Rewrite the whole listing with "one pin per instance" changed to "one point per item" everywhere, keeping everything else the same. Leave out the pictures.
----- Input for this task
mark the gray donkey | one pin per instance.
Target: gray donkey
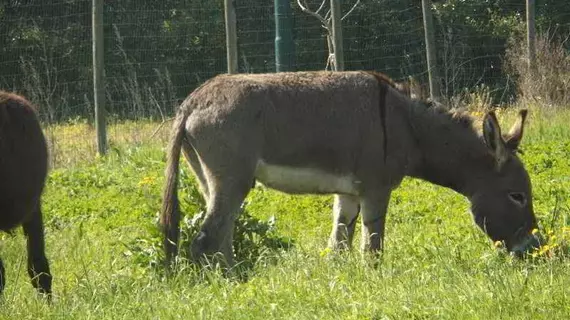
(353, 134)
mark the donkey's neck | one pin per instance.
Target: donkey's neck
(451, 152)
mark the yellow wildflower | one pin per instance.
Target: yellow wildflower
(325, 251)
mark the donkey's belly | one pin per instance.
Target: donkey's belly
(304, 180)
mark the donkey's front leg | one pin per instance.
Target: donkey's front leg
(345, 213)
(373, 211)
(38, 266)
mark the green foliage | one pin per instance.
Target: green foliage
(102, 241)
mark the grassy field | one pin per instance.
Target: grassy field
(100, 215)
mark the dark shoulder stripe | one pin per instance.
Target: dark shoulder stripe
(383, 83)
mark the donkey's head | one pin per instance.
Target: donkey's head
(502, 201)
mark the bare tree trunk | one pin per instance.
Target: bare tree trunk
(98, 76)
(430, 51)
(231, 36)
(337, 35)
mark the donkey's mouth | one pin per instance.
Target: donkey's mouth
(527, 244)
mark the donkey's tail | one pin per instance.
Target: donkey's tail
(170, 213)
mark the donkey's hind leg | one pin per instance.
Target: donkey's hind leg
(192, 157)
(345, 214)
(225, 199)
(38, 266)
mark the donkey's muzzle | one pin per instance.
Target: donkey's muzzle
(527, 244)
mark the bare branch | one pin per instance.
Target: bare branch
(314, 14)
(351, 9)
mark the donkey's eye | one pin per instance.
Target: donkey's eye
(518, 198)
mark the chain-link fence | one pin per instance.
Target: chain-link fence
(156, 52)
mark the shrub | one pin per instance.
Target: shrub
(549, 82)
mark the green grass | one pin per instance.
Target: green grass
(100, 215)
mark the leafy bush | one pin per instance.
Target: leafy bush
(549, 82)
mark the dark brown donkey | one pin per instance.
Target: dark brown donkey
(23, 169)
(348, 133)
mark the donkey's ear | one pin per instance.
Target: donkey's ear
(514, 137)
(494, 139)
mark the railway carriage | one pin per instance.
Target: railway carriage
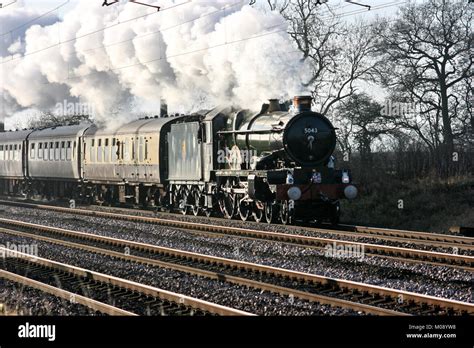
(272, 165)
(129, 164)
(55, 161)
(12, 164)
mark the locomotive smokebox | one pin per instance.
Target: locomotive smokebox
(274, 105)
(302, 103)
(163, 108)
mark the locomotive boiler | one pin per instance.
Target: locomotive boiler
(273, 165)
(280, 165)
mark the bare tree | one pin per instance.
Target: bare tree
(428, 55)
(362, 115)
(338, 53)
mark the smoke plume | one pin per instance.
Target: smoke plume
(194, 54)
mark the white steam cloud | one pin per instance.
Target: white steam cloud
(195, 55)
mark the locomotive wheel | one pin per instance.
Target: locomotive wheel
(285, 213)
(196, 202)
(183, 201)
(227, 203)
(257, 212)
(268, 212)
(244, 209)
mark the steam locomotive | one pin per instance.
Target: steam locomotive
(274, 165)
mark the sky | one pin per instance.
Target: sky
(37, 85)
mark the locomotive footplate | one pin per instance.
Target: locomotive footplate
(312, 192)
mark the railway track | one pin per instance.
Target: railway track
(66, 295)
(455, 259)
(127, 297)
(347, 294)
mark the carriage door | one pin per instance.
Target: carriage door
(207, 148)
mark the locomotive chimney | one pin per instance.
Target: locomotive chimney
(302, 103)
(274, 105)
(163, 108)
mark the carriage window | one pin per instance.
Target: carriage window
(126, 150)
(100, 151)
(63, 150)
(106, 150)
(68, 151)
(56, 151)
(115, 150)
(146, 149)
(92, 151)
(140, 150)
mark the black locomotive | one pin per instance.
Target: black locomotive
(275, 165)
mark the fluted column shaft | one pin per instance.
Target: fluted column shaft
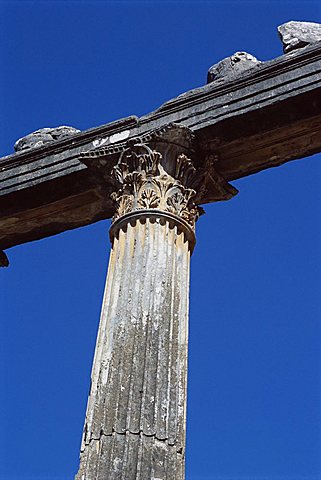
----------
- _Answer below_
mark the gray donkey | one point per item.
Target: gray donkey
(353, 134)
mark the donkey's neck | one point per item.
Target: donkey's neck
(451, 152)
mark the yellow wildflower | one point per item.
Target: yellow wildflower
(325, 251)
mark the donkey's belly | one point per item.
Target: donkey's belly
(304, 180)
mark the donkey's front leg | one point per item.
Target: donkey's front leg
(345, 213)
(373, 211)
(38, 266)
mark the green foliage | one point per item.
Target: green foliage
(102, 241)
mark the grassy field | one point per item.
Target: grassy field
(100, 215)
mark the dark shoulder stripe | one point per item.
Target: dark shoulder stripe
(383, 83)
mark the donkey's head | one point per item.
Target: donkey's head
(502, 201)
mark the bare tree trunk | one point per item.
Target: bare tree trunk
(98, 76)
(430, 51)
(231, 36)
(337, 35)
mark the donkey's mouth | one point per item.
Target: donkey's mouth
(527, 244)
mark the donkey's tail | one point per item.
Target: donkey's tail
(170, 213)
mark the donkey's hind leg | one point per item.
Target: donkey's hind leg
(192, 157)
(345, 214)
(225, 199)
(38, 266)
mark the donkey's muzzle | one point per item.
Target: donkey's muzzle
(527, 244)
mark the bare branch | one point per item.
Target: bare branch
(314, 14)
(351, 9)
mark the donkey's eye | one point per item.
Target: donkey's eye
(518, 198)
mark the chain-link fence | one point per item.
Target: chain-link fence
(156, 52)
mark the shrub | one point per item.
Target: shrub
(549, 82)
mark the green grass | one point per item.
Target: green grass
(100, 215)
mark the leafy bush | one point per item.
Target: leafy bush
(549, 82)
mark the dark brown donkey | one point per item.
Target: dark brown donkey
(23, 169)
(348, 133)
mark the donkey's ear | one point per item.
Target: donkey's ear
(514, 137)
(494, 139)
mark the railway carriage | one point per item.
Target: railway carriage
(272, 165)
(129, 164)
(55, 161)
(12, 164)
mark the locomotive smokebox | one point per item.
Target: locomotive smokebox
(274, 105)
(302, 103)
(163, 108)
mark the locomotive boiler | one point per item.
Target: locomotive boiler
(273, 165)
(280, 165)
mark the bare tree | one point per item.
Target: bare tree
(428, 55)
(362, 115)
(338, 53)
mark the smoke plume | one point per item.
Target: smoke plume
(194, 54)
mark the white steam cloud | one point per item.
Target: white steam cloud
(195, 55)
mark the locomotive wheel | one point per item.
Target: locomotive wheel
(285, 213)
(196, 202)
(183, 201)
(227, 203)
(257, 212)
(268, 212)
(244, 209)
mark the steam locomotive | one point per item.
Target: steam locomotive
(274, 165)
mark the sky | one point per item.
Target: sky
(37, 85)
mark the locomotive footplate | one point per item.
Target: locomotive footplate
(312, 192)
mark the railway track | one point per item.
Target: railway track
(66, 295)
(455, 259)
(127, 297)
(347, 294)
mark the carriage door | one point per item.
Target: carriage door
(207, 148)
mark the locomotive chimney | one point per item.
Target: locomotive chimney
(302, 103)
(274, 105)
(163, 108)
mark the carriage window | one point per item.
Target: carriage window
(126, 150)
(100, 151)
(63, 150)
(106, 150)
(68, 151)
(56, 151)
(115, 150)
(146, 149)
(92, 151)
(140, 150)
mark the black locomotive | one point per item.
Target: black locomotive
(275, 165)
mark the fluted column shaft | one point per item.
Target: fluted column shaft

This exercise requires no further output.